> [What is required]
Lay out every line of the material below as a Markdown table with two columns, Number and Content. Give each line its row number, skip blank lines, and leave the pictures out of your answer.

▽

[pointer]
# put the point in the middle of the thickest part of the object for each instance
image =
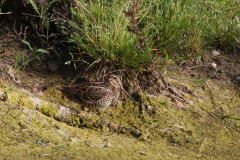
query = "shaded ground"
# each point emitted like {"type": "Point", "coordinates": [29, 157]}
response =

△

> [The output]
| Number | Content |
|---|---|
| 1 | [pointer] |
| 2 | # put the point in the middle of the thickest part of the object for each instance |
| 3 | image = |
| 4 | query = "shaded ground" |
| 5 | # each point emitted like {"type": "Point", "coordinates": [29, 157]} |
| 6 | response = |